==== EXTRACTED INFORMATION ====

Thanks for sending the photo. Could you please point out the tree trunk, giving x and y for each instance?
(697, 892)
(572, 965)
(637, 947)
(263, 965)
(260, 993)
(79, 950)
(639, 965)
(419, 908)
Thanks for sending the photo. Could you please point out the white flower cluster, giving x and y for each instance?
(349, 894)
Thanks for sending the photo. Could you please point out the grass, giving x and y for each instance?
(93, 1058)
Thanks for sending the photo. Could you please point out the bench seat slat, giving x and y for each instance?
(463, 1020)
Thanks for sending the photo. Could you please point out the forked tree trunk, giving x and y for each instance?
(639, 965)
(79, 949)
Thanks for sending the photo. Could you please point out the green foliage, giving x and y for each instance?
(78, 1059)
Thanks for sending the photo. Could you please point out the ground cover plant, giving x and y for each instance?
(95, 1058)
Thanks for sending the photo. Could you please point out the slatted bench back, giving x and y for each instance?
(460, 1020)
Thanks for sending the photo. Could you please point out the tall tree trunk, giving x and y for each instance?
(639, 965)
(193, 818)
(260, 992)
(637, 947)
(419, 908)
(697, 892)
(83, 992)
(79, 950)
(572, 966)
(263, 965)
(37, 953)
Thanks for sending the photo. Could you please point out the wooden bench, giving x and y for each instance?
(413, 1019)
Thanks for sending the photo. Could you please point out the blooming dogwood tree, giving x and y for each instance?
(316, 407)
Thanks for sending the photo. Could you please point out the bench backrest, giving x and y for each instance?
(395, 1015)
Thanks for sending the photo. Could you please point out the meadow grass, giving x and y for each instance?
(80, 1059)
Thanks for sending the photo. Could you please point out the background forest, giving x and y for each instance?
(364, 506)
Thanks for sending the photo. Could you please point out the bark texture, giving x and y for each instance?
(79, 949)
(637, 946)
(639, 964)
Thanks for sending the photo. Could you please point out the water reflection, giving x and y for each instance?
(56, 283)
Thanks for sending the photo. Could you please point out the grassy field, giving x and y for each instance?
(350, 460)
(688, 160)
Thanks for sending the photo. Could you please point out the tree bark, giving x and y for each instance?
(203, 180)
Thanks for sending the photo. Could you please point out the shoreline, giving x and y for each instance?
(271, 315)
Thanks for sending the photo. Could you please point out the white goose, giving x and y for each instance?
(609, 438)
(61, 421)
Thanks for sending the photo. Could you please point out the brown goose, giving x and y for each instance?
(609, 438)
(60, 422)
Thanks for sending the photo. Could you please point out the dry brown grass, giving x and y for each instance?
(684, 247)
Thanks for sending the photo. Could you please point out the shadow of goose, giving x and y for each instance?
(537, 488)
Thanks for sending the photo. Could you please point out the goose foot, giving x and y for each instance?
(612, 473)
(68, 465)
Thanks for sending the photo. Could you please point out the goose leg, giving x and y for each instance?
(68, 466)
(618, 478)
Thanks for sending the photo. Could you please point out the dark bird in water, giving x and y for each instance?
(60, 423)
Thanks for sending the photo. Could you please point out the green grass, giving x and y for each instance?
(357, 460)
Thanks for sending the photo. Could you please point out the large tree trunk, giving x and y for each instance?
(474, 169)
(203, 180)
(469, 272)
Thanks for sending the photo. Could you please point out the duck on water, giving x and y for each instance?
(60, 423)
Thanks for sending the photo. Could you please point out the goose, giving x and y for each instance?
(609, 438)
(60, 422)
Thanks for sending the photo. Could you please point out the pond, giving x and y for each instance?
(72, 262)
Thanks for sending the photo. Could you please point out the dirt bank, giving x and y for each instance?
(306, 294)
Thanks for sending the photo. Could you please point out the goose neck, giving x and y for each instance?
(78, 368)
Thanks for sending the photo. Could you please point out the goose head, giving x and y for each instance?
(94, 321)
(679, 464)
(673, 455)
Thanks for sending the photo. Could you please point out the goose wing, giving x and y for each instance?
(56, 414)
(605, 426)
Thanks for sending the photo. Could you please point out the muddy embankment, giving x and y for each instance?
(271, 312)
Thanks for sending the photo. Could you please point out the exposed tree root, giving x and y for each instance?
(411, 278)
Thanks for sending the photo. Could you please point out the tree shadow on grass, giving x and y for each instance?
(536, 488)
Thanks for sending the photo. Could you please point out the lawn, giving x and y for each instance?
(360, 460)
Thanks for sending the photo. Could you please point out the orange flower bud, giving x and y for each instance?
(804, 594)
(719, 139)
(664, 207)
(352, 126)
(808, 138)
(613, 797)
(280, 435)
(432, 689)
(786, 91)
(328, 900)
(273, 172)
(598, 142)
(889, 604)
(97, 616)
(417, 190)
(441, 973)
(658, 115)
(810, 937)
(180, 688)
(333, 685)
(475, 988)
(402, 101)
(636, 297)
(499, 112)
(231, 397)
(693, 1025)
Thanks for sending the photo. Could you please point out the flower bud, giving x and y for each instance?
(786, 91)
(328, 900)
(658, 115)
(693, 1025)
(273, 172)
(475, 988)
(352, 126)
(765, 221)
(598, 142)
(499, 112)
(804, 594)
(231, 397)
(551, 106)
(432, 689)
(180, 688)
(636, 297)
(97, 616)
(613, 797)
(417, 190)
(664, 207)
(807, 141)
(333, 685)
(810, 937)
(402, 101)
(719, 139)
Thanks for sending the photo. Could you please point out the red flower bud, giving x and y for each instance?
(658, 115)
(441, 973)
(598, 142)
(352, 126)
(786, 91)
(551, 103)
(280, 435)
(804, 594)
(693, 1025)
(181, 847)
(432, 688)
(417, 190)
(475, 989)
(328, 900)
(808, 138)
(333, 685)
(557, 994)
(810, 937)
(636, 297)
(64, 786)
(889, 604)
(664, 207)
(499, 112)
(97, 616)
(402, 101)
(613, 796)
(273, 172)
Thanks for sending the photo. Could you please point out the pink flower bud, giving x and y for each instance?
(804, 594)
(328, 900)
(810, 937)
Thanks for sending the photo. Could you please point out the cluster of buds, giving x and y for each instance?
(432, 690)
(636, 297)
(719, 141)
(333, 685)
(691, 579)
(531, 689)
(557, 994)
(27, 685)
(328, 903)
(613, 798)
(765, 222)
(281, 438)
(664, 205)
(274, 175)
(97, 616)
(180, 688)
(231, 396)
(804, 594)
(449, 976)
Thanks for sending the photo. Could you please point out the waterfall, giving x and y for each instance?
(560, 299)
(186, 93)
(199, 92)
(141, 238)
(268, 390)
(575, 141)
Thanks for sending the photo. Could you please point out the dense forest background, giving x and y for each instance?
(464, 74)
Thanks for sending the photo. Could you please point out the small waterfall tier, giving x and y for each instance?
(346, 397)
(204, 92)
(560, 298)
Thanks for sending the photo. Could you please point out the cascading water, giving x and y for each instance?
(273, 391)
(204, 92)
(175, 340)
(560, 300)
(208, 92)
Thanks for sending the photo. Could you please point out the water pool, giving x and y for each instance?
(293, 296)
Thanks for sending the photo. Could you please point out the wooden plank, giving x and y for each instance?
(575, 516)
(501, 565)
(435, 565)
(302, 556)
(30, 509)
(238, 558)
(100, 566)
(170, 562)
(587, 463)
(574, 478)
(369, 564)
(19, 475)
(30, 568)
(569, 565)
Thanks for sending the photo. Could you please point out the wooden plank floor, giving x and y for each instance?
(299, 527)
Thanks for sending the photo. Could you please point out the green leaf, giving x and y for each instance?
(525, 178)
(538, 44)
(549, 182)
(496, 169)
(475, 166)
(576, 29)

====

◆ WRITTEN PROBLEM ◆
Transcribe the whole listing with nothing added or left out.

◆ ANSWER TO THIS PROBLEM ◆
Thanks for sending the photo. Could you please point out the tree trunk, giving x and y for each instance?
(697, 892)
(572, 965)
(637, 947)
(263, 965)
(260, 993)
(79, 950)
(639, 965)
(419, 908)
Thanks for sending the photo. Could you please point out the white flower cluster, giving x and y for each instance?
(349, 894)
Thanks for sending the photo. Could you please point out the grass, giving x and y for each instance?
(93, 1058)
Thanks for sending the photo. Could you please point out the bench seat slat, giving x and y for each instance?
(463, 1020)
Thanks for sending the photo. Could you please point out the forked tree trunk, giving x and y for each instance?
(639, 965)
(79, 949)
Thanks for sending the photo. Could you please point out the green foliage, giving x and y for each instance?
(78, 1059)
Thanks for sending the photo. Could you please point out the ground cover plant, giving x and y for each instance?
(95, 1058)
Thanks for sending the photo. Could you please point out the slatted bench back, giving x and y for each instance?
(460, 1020)
Thanks for sending the photo. Could you please point out the tall tree trunk, giving x and y for each instance?
(639, 965)
(193, 818)
(260, 992)
(637, 947)
(419, 908)
(697, 892)
(83, 992)
(79, 950)
(572, 966)
(263, 965)
(37, 953)
Thanks for sending the photo. Could you please point out the wooden bench, giving x and y for each instance?
(413, 1019)
Thanks for sending the photo. Could you please point out the blooming dogwood tree, giving x and y for each instance?
(316, 407)
Thanks for sending the photo. Could you please point out the bench backrest, giving x and y for each instance?
(395, 1015)
Thanks for sending the photo. Could you please point out the meadow grass, giving x and y for each instance?
(80, 1059)
Thanks for sending the photo. Could you please point out the background forest, giving x and y for each instance?
(364, 506)
Thanks for sending the photo. Could you please point out the bark texture, giving x and y for each instance?
(79, 949)
(637, 946)
(639, 964)
Thanks for sending the photo. Could you please point out the water reflection, giving x and y for each instance?
(56, 283)
Thanks for sending the photo. Could you please point out the grassy field, giving x and y for each instance?
(350, 460)
(688, 160)
Thanks for sending the photo. Could you please point out the tree bark, giving x and y for each instance?
(203, 180)
Thanks for sending the photo. Could you please point out the shoreline, giving x and y for each instance?
(271, 315)
Thanks for sending the photo. Could you please point out the white goose, giving x and y for each instance?
(609, 438)
(61, 421)
Thanks for sending the photo. Could you please point out the brown goose, giving x and y for each instance?
(609, 438)
(60, 422)
Thanks for sending the photo. Could you please point out the dry brown grass, giving x and y for each instance?
(684, 247)
Thanks for sending the photo. Could you please point out the shadow of goose, giving x and y for each instance?
(537, 488)
Thanks for sending the photo. Could you please point out the goose foot, giving x and y for each instance?
(612, 473)
(68, 465)
Thanks for sending the photo. Could you please point out the goose leg, giving x and y for each instance?
(68, 466)
(618, 478)
Thanks for sending the photo. Could you please point out the dark bird in water, giving x and y for each instance?
(60, 423)
Thanks for sending the photo. Could you please point out the green grass, giving x and y for each instance?
(357, 460)
Thanks for sending the photo. Could you please point out the large tree trunk, giving x and y for each instance?
(474, 169)
(203, 180)
(469, 272)
Thanks for sending the photo. Could you please point out the duck on water, giving x and y for each instance?
(60, 423)
Thanks for sending the photo. Could you please point out the goose, giving x and y for each instance?
(609, 438)
(60, 422)
Thanks for sending the photo. Could you please point out the pond, giving x and y for each instance?
(72, 262)
Thanks for sending the photo. Could you please point out the dirt bank, giving x and y for each instance?
(306, 294)
Thanks for sending the photo. Could you please point out the goose neck, giving x and y for each instance?
(78, 368)
Thanks for sending the photo. Could you please point out the goose head, giving x and y for each instance?
(94, 321)
(679, 464)
(673, 455)
Thanks for sending the photo. Could you please point out the goose wing, giving x and y for each instance?
(56, 414)
(605, 426)
Thanks for sending the photo. Could you please point out the muddy embankment, giving x and y for each instance?
(271, 312)
Thanks for sending the photo. Could you please point out the exposed tree root, giving x and y for each instance?
(411, 278)
Thanks for sending the photo. Could you please point out the tree shadow on grass, giving x and y for each instance?
(536, 488)
Thanks for sending the photo. Could you please point out the lawn, giving x and y for each instance?
(360, 460)
Thanks for sending the photo. Could you please point out the orange flower bud, giving x and y for each instance?
(804, 594)
(719, 139)
(664, 207)
(352, 126)
(808, 138)
(613, 797)
(280, 435)
(432, 689)
(786, 91)
(328, 900)
(273, 172)
(598, 142)
(889, 604)
(97, 616)
(417, 190)
(441, 973)
(658, 115)
(810, 937)
(180, 688)
(333, 685)
(475, 988)
(402, 101)
(636, 297)
(499, 112)
(231, 397)
(693, 1025)
Thanks for sending the photo. Could you please point out the flower bud, giving x and y for each instance?
(786, 91)
(328, 900)
(658, 115)
(693, 1025)
(273, 172)
(475, 988)
(352, 126)
(765, 221)
(598, 142)
(499, 112)
(804, 594)
(231, 397)
(551, 106)
(432, 689)
(180, 688)
(636, 297)
(97, 616)
(613, 797)
(417, 190)
(664, 207)
(807, 141)
(333, 685)
(810, 937)
(402, 101)
(719, 139)
Thanks for sending the photo. Could you please point out the red flower bud, giving x and y for each instance?
(658, 115)
(441, 973)
(598, 142)
(352, 126)
(786, 91)
(551, 103)
(280, 435)
(804, 594)
(693, 1025)
(181, 847)
(432, 688)
(417, 190)
(475, 989)
(328, 900)
(808, 138)
(333, 685)
(557, 994)
(810, 937)
(636, 297)
(64, 786)
(889, 604)
(664, 207)
(499, 112)
(97, 616)
(402, 101)
(613, 796)
(273, 172)
Thanks for sending the photo. Could you please point out the pink flower bud, giving x and y for each instance?
(804, 594)
(328, 900)
(810, 937)
Thanks for sending the photo. Could you please point out the cluster of buds, giving x and y for each instance?
(432, 690)
(636, 297)
(719, 141)
(333, 685)
(691, 579)
(531, 689)
(557, 994)
(27, 685)
(328, 903)
(613, 798)
(765, 222)
(281, 438)
(664, 205)
(274, 175)
(97, 616)
(180, 688)
(231, 396)
(804, 594)
(449, 976)
Thanks for sending the photo. Could you please point out the waterfall, giving x and y for each instance?
(560, 299)
(186, 93)
(199, 92)
(141, 238)
(268, 390)
(575, 141)
Thanks for sending the photo. Could you please point out the dense forest background, giving x and y for each instance?
(464, 74)
Thanks for sending the photo. Could you please point out the small waterfall tier, giving x and y for each instance?
(346, 397)
(204, 92)
(560, 298)
Thanks for sending the photo. Could you please point out the cascading water, giving x and y for each instance?
(273, 391)
(204, 92)
(175, 340)
(560, 300)
(208, 92)
Thanks for sending the photo. Could you please point out the water pool, giving x and y for each instance?
(293, 296)
Thanks for sending the photo. Could you please point out the wooden plank, giving x and y for each instance?
(575, 516)
(501, 565)
(435, 565)
(302, 556)
(30, 509)
(238, 558)
(100, 566)
(170, 562)
(587, 463)
(574, 478)
(369, 564)
(19, 475)
(30, 568)
(569, 565)
Thanks for sending the photo. Could you please point out the wooden plank floor, giving x and y for each instance?
(299, 527)
Thanks for sending the photo. Could you please point out the green leaf, giving x and y for each instance?
(525, 178)
(538, 44)
(549, 182)
(496, 169)
(475, 166)
(576, 29)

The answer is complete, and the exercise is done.